What you should do:
Produce a faithful copy of the data, one that leaves out the pictures.

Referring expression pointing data
....

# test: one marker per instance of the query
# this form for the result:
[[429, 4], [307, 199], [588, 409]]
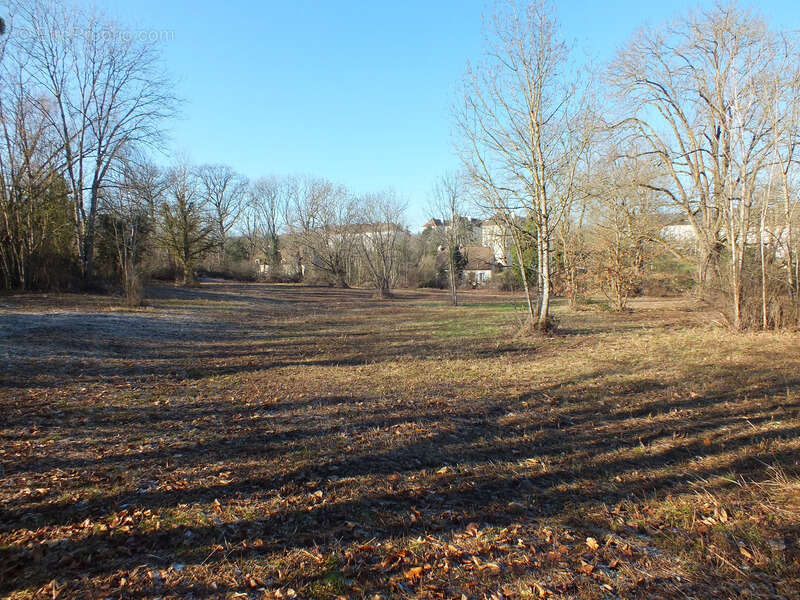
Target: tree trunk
[[544, 268]]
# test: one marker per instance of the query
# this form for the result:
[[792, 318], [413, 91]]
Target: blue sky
[[355, 91]]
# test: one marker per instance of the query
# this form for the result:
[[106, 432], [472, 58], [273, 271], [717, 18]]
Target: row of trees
[[698, 118], [82, 104], [287, 227], [77, 96]]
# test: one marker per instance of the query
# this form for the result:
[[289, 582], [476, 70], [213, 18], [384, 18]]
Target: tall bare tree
[[696, 92], [447, 205], [379, 233], [522, 123], [187, 231], [107, 92], [224, 193], [322, 218], [266, 209], [32, 192]]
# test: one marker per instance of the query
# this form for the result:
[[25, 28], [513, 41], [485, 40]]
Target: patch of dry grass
[[279, 441]]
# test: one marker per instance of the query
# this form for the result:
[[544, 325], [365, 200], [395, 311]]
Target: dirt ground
[[257, 441]]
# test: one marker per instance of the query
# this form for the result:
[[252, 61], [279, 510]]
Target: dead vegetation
[[285, 442]]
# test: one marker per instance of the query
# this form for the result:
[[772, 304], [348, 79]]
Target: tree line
[[586, 167], [698, 118]]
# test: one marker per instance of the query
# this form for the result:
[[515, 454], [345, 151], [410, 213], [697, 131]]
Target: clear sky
[[355, 91]]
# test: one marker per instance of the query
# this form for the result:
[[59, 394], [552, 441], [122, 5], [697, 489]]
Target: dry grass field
[[254, 441]]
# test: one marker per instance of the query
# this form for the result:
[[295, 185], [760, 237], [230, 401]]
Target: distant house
[[492, 232], [496, 235], [480, 265]]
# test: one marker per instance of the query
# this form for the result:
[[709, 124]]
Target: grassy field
[[253, 441]]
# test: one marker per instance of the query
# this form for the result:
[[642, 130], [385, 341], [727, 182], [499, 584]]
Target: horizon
[[357, 93]]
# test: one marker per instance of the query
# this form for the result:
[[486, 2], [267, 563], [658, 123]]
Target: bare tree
[[625, 225], [187, 231], [379, 233], [695, 90], [522, 124], [321, 220], [266, 208], [224, 193], [32, 193], [126, 208], [107, 92], [447, 205]]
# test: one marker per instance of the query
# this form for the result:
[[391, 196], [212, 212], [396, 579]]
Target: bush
[[242, 270]]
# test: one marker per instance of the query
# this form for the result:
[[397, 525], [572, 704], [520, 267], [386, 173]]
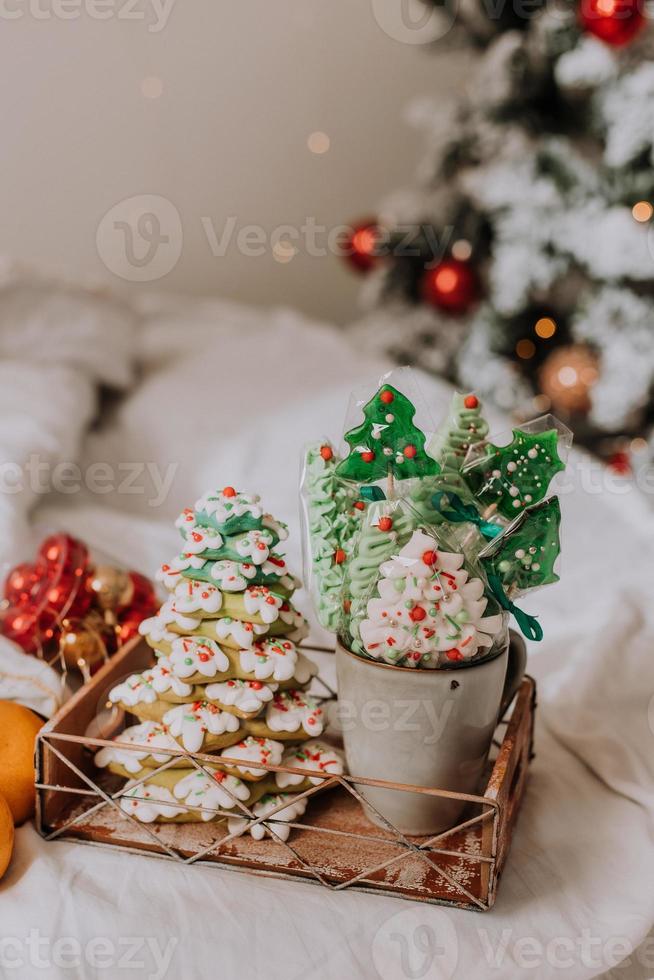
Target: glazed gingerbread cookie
[[185, 796], [136, 748], [245, 699], [159, 682], [315, 756], [265, 751], [291, 716]]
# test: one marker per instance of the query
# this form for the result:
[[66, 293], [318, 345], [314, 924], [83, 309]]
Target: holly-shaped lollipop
[[387, 443], [526, 553], [510, 478]]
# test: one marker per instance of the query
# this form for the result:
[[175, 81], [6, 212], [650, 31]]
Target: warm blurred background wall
[[210, 105]]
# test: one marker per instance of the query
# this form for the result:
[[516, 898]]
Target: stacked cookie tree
[[228, 680]]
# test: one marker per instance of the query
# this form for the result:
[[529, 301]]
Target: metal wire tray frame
[[333, 844]]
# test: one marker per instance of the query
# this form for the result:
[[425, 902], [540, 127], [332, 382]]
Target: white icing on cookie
[[222, 506], [249, 696], [259, 600], [252, 749], [213, 793], [313, 755], [171, 572], [197, 538], [427, 607], [194, 596], [232, 576], [197, 655], [242, 633], [191, 722], [292, 710], [254, 545], [270, 658], [156, 629], [277, 527], [157, 626], [150, 734], [148, 802], [145, 688], [277, 828]]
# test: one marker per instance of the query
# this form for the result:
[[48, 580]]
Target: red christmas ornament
[[451, 286], [360, 246], [20, 583], [616, 22]]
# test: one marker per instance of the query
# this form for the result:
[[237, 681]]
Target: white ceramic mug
[[427, 728]]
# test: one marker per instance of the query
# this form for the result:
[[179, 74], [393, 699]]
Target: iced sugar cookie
[[262, 750], [314, 755], [291, 715], [243, 698], [237, 633], [146, 739], [283, 809], [150, 804], [158, 682], [201, 726]]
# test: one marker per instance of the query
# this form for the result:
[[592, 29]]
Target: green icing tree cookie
[[333, 518], [525, 556], [464, 427], [387, 442], [385, 529], [518, 475]]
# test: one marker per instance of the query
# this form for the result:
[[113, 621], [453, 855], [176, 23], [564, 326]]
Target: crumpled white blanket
[[229, 395]]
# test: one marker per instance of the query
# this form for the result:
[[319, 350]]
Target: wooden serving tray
[[334, 845]]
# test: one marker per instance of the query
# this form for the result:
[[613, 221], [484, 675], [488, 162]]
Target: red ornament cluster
[[616, 22], [57, 587], [450, 286], [360, 245]]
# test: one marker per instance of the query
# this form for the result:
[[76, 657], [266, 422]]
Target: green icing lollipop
[[333, 516], [386, 529], [464, 427], [510, 478], [526, 555]]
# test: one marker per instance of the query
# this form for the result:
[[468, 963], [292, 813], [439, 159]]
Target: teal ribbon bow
[[529, 625], [454, 510], [372, 493]]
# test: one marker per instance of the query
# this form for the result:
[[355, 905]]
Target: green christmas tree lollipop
[[526, 554], [513, 477], [387, 443]]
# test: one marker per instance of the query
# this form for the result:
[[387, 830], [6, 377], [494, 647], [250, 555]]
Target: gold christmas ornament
[[82, 645], [567, 378], [113, 587]]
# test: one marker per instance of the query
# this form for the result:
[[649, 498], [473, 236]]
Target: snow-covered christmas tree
[[521, 264]]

....

Answer to this exercise:
# test: one marker per instance of the query
# this form for the result:
[[429, 4], [307, 199], [588, 409]]
Target: tree trunk
[[544, 268]]
# test: one marker per instance of the query
# this form for the result:
[[792, 318], [413, 91]]
Target: blue sky
[[355, 91]]
# test: one marker per instance of the query
# this form for the result:
[[106, 432], [472, 58], [273, 271], [717, 18]]
Target: row of trees
[[698, 118], [82, 104], [287, 227], [77, 96]]
# test: one marker per instance of the query
# this form for the result:
[[289, 582], [476, 70], [213, 18], [384, 18]]
Target: tall bare tree
[[696, 92], [447, 205], [379, 233], [522, 123], [187, 231], [107, 92], [224, 193], [322, 218], [266, 209], [32, 192]]
# test: one marker per instance of the query
# this form for the result:
[[25, 28], [513, 41], [485, 40]]
Target: patch of dry grass
[[279, 441]]
# test: one marker per instance of the query
# this form for the result:
[[544, 325], [365, 200], [395, 311]]
Target: dirt ground
[[257, 441]]
# test: one marker per instance of the query
# this form for the result:
[[252, 61], [279, 510]]
Target: dead vegetation
[[285, 442]]
# test: one marker per instance of the query
# this form for the result:
[[772, 304], [348, 79]]
Target: tree line
[[586, 167], [698, 118]]
# test: one marker per instance of the query
# this form for the result:
[[515, 454], [345, 151], [410, 213], [697, 131]]
Target: clear sky
[[355, 91]]
# test: one marker per instance of the query
# this form for the result:
[[59, 394], [552, 441], [122, 5], [697, 489]]
Target: dry grass field
[[254, 441]]
# test: one marker per instance of the query
# this form for the result:
[[295, 185], [760, 237], [230, 401]]
Target: distant house
[[492, 232], [496, 235], [480, 265]]
# test: one marker per instance of the query
# this form for the result:
[[709, 124]]
Target: grassy field
[[253, 441]]
# test: one marker per instance of the query
# this form for the result:
[[642, 130], [385, 341], [727, 182], [499, 584]]
Target: horizon
[[357, 93]]
# test: one marker per instance of the query
# this form for the result:
[[486, 2], [267, 563], [658, 123]]
Target: bare tree
[[625, 225], [187, 231], [379, 233], [695, 90], [522, 124], [321, 220], [266, 208], [224, 193], [32, 193], [126, 208], [107, 92], [447, 205]]
# test: one marker per instance of the query
# this form for the result:
[[391, 196], [212, 212], [396, 579]]
Target: bush
[[242, 270]]
# test: one marker per instance of the query
# this form for the result:
[[397, 525], [572, 704], [520, 267], [386, 173]]
Target: glazed gingerbread cookie
[[185, 796], [136, 748], [245, 699], [159, 682], [315, 756], [265, 751], [291, 716]]
# test: one marker per instance of the query
# this form for the result:
[[66, 293], [318, 345], [314, 924], [83, 309]]
Target: holly-shaped lollipop
[[387, 443], [526, 553], [510, 478]]
# test: one marker per instance of the query
# this form for the result:
[[175, 81], [6, 212], [650, 31]]
Target: warm blurred background wall
[[210, 105]]
# test: one marker per instance of the query
# this form for the result:
[[516, 898]]
Target: stacked cookie tree
[[228, 680]]
# test: one marker per instance of the query
# this form for the result:
[[529, 301]]
Target: metal wire tray frame
[[333, 844]]
# test: one marker per instance of the query
# this form for the result:
[[425, 902], [540, 127], [332, 382]]
Target: white icing on cookie
[[222, 506], [249, 696], [259, 600], [252, 749], [213, 793], [313, 755], [171, 572], [197, 538], [427, 607], [194, 596], [232, 576], [197, 655], [242, 633], [191, 722], [292, 710], [254, 545], [270, 658], [156, 629], [277, 527], [157, 626], [150, 734], [148, 802], [145, 688], [277, 828]]
# test: one marker per instance of the query
# this form for the result:
[[48, 580]]
Target: red christmas ornament
[[451, 286], [360, 246], [20, 583], [616, 22]]
# test: one marker per instance of the query
# this form for the result:
[[237, 681]]
Target: white ceramic mug
[[427, 728]]
# test: one marker per instance of the query
# this form for the result:
[[179, 74], [393, 699]]
Target: iced sugar cookie
[[262, 750], [314, 755], [291, 715], [243, 698], [237, 633], [146, 739], [283, 809], [150, 804], [158, 682], [201, 726]]
# test: one marker per instance of the query
# this form for the result:
[[592, 29]]
Target: green icing tree cookie
[[333, 518], [525, 556], [464, 427], [387, 442], [385, 529], [518, 475]]
# test: one marker per instance of the query
# this form for the result:
[[113, 621], [453, 855], [176, 23], [564, 326]]
Target: crumpled white blanket
[[229, 395]]
# test: one marker per instance of the query
# this form for the result:
[[319, 350]]
Target: wooden serving tray
[[334, 845]]
# test: one marker per instance of the query
# this form for the result:
[[613, 221], [484, 675], [488, 162]]
Target: red ornament cluster
[[616, 22], [57, 587], [450, 286], [360, 245]]
# test: one marker per instance of the query
# this form for the result:
[[76, 657], [266, 422]]
Target: green icing lollipop
[[333, 516], [386, 529], [464, 427], [510, 478], [526, 555]]
# test: one marker per instance of the query
# this form for the result:
[[468, 963], [292, 813], [439, 159]]
Target: teal ribbon bow
[[529, 625], [454, 510], [372, 493]]
# test: one marker per instance of the query
# this form for the result:
[[355, 905]]
Target: green christmas tree lollipop
[[526, 554], [513, 477], [387, 443]]
# test: one marker per instance of the query
# this form for the result:
[[387, 830], [6, 377], [494, 647], [250, 555]]
Target: gold christmas ornament
[[82, 645], [567, 378], [113, 587]]
# test: one marker per instance of the query
# this form for the result:
[[649, 498], [473, 236]]
Target: snow-covered christmas tree
[[521, 264]]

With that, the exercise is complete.